** TAREFA 1 **
No texto sobre os trabalhadores invisíveis da saúde, de quantos municípios eram os trabalhadores investigados pelo estudo da Fiocruz?
** TAREFA 2 **
Continue o texto sobre os trabalhadores invisíveis da saúde a partir da última frase apresentada.

** TRECHO SELECIONADO **
════════════════

A pandemia da Covid-19 reafirmou a invisibilidade de mais de 2 milhões de trabalhadores e trabalhadoras de nível técnico e auxiliar da área da saúde, segundo um estudo inédito realizado pela Fiocruz (Fundação Oswaldo Cruz). Os dados revelaram que 80% desses profissionais “invisíveis e periféricos” vivem uma situação de desgaste profissional relacionado ao estresse, à ansiedade e ao esgotamento mental.
O estudo, intitulado “Os trabalhadores invisíveis da Saúde: condições de trabalho e saúde mental no contexto da Covid-19 no Brasil” investigou 21.480 trabalhadores de 2.395 municípios do país. Dos participantes, 70% citaram falta de apoio institucional, e 35,5% disseram sofrer violência ou discriminação durante a pandemia.
A pesquisa contou com a participação de maqueiros, condutores de ambulância, pessoal da manutenção, de apoio operacional, equipe de limpeza, da cozinha, da administração e gestão. Participaram, também, técnicos e auxiliares de enfermagem, de radiologia, de laboratório e análises clínicas, dentistas, agentes comunitários de saúde e agentes de combate à doenças endêmicas.

════════════════

** DADOS FORNECIDOS **
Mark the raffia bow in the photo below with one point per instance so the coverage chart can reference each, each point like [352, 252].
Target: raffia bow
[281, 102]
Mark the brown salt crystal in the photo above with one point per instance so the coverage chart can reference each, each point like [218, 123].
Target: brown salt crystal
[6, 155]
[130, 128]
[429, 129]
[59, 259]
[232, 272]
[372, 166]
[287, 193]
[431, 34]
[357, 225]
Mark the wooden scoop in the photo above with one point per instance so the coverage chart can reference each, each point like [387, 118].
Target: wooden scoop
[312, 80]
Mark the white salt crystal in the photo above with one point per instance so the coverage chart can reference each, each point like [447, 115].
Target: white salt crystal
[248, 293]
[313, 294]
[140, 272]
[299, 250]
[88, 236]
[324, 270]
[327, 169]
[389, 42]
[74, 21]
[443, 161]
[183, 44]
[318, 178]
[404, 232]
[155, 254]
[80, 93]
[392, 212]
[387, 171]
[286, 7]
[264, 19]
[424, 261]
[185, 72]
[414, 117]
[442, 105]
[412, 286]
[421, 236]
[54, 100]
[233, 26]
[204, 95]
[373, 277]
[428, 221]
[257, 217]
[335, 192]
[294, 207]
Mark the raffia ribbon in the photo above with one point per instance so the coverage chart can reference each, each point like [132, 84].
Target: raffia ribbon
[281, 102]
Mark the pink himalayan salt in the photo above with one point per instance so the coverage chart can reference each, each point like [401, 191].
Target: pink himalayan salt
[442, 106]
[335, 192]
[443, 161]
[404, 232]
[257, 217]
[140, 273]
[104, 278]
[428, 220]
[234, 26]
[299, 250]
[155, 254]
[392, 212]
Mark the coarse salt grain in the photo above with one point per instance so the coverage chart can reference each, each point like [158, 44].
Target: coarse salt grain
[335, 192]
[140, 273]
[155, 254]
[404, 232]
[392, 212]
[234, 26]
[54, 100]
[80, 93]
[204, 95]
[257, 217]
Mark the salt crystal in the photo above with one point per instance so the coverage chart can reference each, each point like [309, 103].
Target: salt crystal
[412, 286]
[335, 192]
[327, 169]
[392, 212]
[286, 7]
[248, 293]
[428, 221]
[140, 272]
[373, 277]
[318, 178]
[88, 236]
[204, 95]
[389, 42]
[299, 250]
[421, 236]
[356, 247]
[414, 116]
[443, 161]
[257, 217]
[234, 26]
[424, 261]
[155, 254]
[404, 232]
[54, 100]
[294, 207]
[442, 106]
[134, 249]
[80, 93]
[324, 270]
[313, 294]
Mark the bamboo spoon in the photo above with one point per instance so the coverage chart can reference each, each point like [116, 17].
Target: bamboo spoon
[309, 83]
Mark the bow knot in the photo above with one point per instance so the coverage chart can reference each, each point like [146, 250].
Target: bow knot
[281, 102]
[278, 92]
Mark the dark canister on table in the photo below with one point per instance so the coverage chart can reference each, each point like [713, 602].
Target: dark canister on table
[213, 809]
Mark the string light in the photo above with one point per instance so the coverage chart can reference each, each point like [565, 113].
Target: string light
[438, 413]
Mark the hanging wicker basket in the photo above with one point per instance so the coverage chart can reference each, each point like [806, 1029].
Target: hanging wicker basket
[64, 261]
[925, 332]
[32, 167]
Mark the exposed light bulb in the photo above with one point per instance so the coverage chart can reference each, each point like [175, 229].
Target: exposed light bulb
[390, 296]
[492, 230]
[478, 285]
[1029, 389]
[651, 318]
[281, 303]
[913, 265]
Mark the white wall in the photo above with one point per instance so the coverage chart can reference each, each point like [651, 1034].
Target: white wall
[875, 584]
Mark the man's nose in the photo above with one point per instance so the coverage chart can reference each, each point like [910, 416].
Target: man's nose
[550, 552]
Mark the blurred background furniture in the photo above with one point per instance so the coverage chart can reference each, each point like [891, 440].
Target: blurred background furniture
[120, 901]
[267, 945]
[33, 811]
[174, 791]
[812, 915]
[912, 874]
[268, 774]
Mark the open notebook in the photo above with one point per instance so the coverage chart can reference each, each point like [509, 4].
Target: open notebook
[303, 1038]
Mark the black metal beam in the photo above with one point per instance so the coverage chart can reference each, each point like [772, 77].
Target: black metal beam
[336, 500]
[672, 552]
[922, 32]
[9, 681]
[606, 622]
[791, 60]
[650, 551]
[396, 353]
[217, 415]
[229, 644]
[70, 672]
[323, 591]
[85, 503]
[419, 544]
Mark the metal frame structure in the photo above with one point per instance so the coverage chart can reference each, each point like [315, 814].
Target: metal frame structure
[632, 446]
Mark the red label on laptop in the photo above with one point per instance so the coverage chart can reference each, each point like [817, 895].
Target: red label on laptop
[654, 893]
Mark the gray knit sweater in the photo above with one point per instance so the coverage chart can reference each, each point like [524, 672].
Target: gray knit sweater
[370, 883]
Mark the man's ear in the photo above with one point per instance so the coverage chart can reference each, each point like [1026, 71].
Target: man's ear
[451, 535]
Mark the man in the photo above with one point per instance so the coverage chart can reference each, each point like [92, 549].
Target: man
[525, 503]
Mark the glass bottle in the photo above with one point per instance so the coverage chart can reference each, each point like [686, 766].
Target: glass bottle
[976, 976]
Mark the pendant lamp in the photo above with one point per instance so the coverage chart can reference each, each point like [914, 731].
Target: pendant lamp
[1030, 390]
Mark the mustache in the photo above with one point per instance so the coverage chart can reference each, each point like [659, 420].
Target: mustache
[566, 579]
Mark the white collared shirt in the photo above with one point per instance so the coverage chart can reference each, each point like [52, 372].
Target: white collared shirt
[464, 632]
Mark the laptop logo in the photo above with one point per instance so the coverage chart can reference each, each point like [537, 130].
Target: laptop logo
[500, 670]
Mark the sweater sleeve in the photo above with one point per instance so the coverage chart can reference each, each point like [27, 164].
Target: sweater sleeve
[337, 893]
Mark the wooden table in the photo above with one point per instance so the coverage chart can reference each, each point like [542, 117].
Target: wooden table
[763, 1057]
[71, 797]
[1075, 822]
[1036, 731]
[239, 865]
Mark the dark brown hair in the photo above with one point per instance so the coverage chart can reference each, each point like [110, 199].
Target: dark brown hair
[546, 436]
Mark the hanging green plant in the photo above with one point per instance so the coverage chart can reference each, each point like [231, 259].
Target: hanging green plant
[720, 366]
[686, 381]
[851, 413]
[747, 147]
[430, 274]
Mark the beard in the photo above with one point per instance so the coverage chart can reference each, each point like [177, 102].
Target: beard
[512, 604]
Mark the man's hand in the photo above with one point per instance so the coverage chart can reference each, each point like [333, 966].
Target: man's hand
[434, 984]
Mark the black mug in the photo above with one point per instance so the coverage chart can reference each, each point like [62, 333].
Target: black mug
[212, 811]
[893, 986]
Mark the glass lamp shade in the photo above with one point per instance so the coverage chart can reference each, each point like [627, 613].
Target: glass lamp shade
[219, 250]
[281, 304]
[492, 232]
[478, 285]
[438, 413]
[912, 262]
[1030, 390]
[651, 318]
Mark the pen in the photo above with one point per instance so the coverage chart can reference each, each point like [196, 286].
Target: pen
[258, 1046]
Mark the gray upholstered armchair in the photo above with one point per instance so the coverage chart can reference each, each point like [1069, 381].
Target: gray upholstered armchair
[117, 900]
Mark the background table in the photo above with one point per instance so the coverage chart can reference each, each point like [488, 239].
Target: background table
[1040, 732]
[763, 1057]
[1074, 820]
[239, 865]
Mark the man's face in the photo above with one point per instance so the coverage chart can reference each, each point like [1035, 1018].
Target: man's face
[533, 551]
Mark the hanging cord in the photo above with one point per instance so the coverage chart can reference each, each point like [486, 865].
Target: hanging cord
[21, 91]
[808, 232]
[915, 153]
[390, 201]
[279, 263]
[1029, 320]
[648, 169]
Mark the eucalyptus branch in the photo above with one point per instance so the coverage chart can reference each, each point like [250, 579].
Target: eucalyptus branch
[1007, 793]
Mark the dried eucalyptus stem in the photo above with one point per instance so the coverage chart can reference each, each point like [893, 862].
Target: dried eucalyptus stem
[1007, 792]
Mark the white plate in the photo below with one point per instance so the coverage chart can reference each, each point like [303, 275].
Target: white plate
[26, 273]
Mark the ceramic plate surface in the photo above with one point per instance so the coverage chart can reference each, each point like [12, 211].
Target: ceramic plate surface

════════════════

** RESPOSTA 1 **
De 2.395 municípios do país.

** RESPOSTA 2 **
O estudo procurou analisar as condições de vida, o cotidiano de trabalho e a saúde mental dos trabalhadores que dão assistência no enfrentamento da Covid-19. Segundo os resultados, 36,2% das violências sofridas por eles aconteceu no trabalho, 32,4% na vizinhança e 31,5% no trajeto casa-trabalho-casa.
Mesmo atuando na linha de frente do combate à pandemia, muitos desses trabalhadores não possuem “cidadania de profissional da saúde”. A coordenadora da pesquisa, Maria Helena Machado alerta sobre os efeitos que esses agentes sofrem.
“As consequências da pandemia para esse grupo de trabalhadores são muito mais desastrosas. São pessoas que trabalham quase sempre cumprindo ordens de forma silenciosa e completamente invisibilizadas pela gestão, por suas chefias imediatas, pela equipe de saúde em geral e até pela população usuária que busca atendimento e assistência”, pontua.
Ela acrescenta: “Portanto, são desprovidos de cidadania social, técnica e trabalhista. Falta o valioso pertencimento de sua atividade e ramo profissional. A pesquisa evidencia uma invisibilidade assustadora e cruel nas instituições, cujo resultado é o adoecimento, o desestímulo em relação ao trabalho e a desesperança”.
Os resultados da pesquisa também mostram que 53% desses trabalhadores não se sentem protegidos contra a Covid-19. Do total, 23,1% sentem medo de se contaminarem, 22,4% mencionaram a falta de EPIs (Equipamentos de Proteção Individual) e 12,7% apontaram falta de estrutura adequada para trabalharem.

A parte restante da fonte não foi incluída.